| Exercise text |
········

Local Processing and Storage: Edge devices or gateways perform initial data processing and analysis. Local storage enables temporary data retention for immediate insights and minimizes data transfer.
Analytics Engines: These are software components that execute algorithms for data analysis and insights. Analytics engines can be embedded within edge devices, gateways, or edge servers.
Communication Protocols: Edge devices communicate using lightweight protocols optimized for low bandwidth and real-time interactions. MQTT, CoAP, and AMQP are common protocols used in edge analytics architectures.
Cloud Integration: In hybrid architectures, relevant insights from edge analytics are sent to the cloud for further analysis or historical storage.
Cloud resources can support complex analytics, long-term storage, and large-scale processing.

3.2. Edge Analytics Techniques

Edge analytics techniques are a suite of methodologies designed to process and analyze data at the edge of the network, closer to where data is generated. These techniques enable organizations to derive immediate insights, reduce latency, and optimize bandwidth usage. Let's explore some key edge analytics techniques and their applications.
Data Filtering and Aggregation: Data is filtered and aggregated at the edge before being sent to a central repository.
This technique reduces the volume of data that needs to be transferred, conserving network bandwidth. It's useful for scenarios where data granularity can be sacrificed for efficiency.
Anomaly Detection: Algorithms are used to identify anomalies or outliers in real-time data streams. Anomaly detection is crucial for applications like predictive maintenance in industrial settings. It enables timely identification of equipment malfunctions or deviations from normal behavior.

········

| Entries supplied |
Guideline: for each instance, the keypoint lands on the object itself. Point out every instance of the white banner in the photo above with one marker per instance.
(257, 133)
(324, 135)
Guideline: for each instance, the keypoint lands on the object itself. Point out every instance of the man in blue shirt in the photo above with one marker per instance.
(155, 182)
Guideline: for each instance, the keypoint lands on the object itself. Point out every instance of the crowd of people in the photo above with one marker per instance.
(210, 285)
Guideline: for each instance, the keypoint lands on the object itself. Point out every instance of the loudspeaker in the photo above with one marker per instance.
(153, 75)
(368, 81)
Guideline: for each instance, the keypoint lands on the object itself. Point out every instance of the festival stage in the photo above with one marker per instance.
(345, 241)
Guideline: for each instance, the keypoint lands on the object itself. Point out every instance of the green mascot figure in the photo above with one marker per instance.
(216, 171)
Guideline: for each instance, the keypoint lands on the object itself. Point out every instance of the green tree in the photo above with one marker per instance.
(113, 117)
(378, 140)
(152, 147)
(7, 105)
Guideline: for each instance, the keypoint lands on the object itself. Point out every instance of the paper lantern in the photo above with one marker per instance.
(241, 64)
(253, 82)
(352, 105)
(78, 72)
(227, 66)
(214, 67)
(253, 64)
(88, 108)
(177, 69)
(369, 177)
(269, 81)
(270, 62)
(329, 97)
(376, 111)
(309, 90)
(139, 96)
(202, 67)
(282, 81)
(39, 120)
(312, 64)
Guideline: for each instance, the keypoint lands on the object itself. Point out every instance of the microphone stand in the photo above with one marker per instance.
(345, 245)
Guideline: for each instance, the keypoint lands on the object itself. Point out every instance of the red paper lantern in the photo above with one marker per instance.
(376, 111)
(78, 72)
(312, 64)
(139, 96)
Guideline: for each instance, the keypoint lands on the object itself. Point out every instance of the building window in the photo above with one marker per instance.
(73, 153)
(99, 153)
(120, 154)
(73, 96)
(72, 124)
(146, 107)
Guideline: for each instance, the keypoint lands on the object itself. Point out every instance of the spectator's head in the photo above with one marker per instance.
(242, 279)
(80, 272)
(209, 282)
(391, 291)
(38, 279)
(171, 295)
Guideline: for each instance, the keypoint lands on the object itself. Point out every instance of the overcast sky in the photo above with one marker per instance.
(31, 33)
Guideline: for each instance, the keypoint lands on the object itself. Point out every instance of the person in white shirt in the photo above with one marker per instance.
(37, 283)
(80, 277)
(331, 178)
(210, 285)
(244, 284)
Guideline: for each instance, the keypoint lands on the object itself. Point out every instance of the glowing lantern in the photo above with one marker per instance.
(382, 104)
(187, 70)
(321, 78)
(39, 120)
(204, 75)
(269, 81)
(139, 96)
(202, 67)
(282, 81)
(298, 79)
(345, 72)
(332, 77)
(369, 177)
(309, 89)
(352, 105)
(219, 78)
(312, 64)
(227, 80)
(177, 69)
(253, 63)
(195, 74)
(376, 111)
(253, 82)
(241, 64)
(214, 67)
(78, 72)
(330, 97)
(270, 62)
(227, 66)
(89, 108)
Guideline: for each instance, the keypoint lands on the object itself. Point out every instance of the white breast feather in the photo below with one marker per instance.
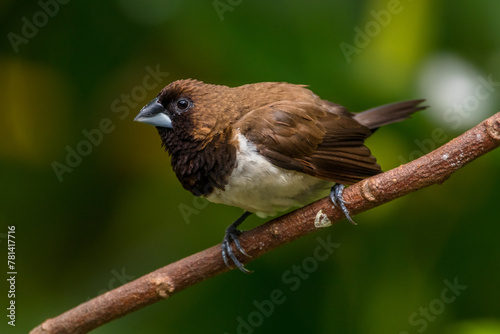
(258, 186)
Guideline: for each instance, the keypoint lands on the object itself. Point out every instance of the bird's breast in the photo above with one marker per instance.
(258, 186)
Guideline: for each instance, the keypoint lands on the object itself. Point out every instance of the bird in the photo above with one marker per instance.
(265, 147)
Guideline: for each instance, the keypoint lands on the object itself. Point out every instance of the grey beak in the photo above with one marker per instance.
(154, 114)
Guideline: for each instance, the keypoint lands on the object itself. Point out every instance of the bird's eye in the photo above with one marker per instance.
(182, 104)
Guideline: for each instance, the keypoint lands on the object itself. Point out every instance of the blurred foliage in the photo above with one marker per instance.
(116, 215)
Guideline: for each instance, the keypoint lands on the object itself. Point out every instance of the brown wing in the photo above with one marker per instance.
(317, 139)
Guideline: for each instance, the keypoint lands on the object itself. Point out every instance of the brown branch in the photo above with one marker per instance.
(433, 168)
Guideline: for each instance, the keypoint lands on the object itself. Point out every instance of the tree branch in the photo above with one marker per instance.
(433, 168)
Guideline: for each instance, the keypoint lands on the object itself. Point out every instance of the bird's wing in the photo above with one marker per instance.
(314, 138)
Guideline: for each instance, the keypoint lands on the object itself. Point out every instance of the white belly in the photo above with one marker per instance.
(258, 186)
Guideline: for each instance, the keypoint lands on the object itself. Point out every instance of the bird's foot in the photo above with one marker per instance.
(232, 234)
(336, 195)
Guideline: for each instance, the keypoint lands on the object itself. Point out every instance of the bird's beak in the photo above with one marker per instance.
(154, 113)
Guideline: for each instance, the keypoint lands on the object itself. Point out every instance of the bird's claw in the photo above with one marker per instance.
(336, 195)
(232, 235)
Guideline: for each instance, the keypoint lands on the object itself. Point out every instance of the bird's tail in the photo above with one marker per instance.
(389, 113)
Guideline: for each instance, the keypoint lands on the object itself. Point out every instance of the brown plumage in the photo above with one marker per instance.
(266, 146)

········

| Task list |
a) According to the edge analytics text, which communication protocols are common in edge analytics architectures?
b) Continue the edge analytics text, picking up after its last sentence.

| Task-by-task results |
a) MQTT, CoAP, and AMQP.

b)
Predictive Analytics: Historical and real-time data are analyzed to predict future events or trends. Predictive analytics is valuable for applications such as demand forecasting in retail or predicting patient outcomes in healthcare.
Complex Event Processing: Patterns are detected and processed across multiple data streams to trigger predefined actions. CEP is used for scenarios that require real-time responses, such as fraud detection in financial transactions or monitoring traffic for congestion control in smart cities.
Machine Learning Inference: Trained machine learning models are deployed at the edge to infer insights from incoming data. Machine learning inference at the edge can include image recognition for surveillance cameras or natural language processing for voice assistants.
Time-Series Analysis: Historical time-series data is analyzed to identify trends, patterns, and anomalies. Time-series analysis is valuable in applications like monitoring equipment performance, weather forecasting, or energy consumption tracking.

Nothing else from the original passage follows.